====== Auszug

Deutschland hat Probleme mit dem Erreichen der Klimaziele und überhaupt mit der Energiewende. Das Atom-Aus ist beschlossen, jetzt wollen wir auch irgendwann aus der Kohle-Energie aussteigen. Die Geothermie käme als Schlüsseltechnologie als ein möglicher Teil-Ersatz infrage. Wir sprachen darüber mit dem Chef der Daldrup&Söhne AG in Ascheberg bei Münster, Josef Daldrup.
Frage: Mehr als die Hälfte der Heizenergie, so war jüngst in der „Süddeutschen Zeitung“ zu lesen, ließe sich durch Erdwärme gewinnen. Warum wird das nicht gemacht? Ist die Geothermie zu teuer?
Daldrup: Nein, Geothermie ist billiger als Gas und Oel, aber oft fehlt noch das Fern-Wärme-Netz.

============
====== Erfasste Daten

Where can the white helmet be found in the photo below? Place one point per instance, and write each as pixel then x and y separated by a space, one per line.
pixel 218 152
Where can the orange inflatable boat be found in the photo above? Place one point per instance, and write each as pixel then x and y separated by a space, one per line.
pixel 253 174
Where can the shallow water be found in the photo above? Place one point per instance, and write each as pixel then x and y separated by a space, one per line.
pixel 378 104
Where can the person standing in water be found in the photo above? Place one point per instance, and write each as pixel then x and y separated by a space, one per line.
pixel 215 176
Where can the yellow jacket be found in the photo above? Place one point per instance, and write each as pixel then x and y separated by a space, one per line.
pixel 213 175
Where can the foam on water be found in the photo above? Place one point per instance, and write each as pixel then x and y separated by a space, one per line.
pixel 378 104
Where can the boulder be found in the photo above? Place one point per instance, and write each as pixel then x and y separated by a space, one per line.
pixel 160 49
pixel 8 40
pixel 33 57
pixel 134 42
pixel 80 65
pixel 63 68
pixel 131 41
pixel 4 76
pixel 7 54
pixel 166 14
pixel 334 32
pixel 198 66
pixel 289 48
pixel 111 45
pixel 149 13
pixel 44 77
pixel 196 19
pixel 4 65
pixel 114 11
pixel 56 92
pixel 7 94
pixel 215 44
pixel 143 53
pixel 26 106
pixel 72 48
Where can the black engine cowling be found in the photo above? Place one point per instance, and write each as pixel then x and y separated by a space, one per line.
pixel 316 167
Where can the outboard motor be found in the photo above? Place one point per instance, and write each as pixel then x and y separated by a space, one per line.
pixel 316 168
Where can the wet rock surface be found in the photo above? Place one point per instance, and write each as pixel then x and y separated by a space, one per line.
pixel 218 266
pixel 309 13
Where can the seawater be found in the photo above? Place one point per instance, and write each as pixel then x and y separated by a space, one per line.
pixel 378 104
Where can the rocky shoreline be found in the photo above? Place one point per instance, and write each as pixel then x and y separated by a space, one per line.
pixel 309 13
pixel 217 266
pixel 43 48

============

Tippe den Abschnitt des Auszugs von „Deutschland hat Probleme“ bis einschließlich „Münster, Josef Daldrup.“ originalgetreu ab.

Deutschland hat Probleme mit dem Erreichen der Klimaziele und überhaupt mit der Energiewende. Das Atom-Aus ist beschlossen, jetzt wollen wir auch irgendwann aus der Kohle-Energie aussteigen. Die Geothermie käme als Schlüsseltechnologie als ein möglicher Teil-Ersatz infrage. Wir sprachen darüber mit dem Chef der Daldrup&Söhne AG in Ascheberg bei Münster, Josef Daldrup.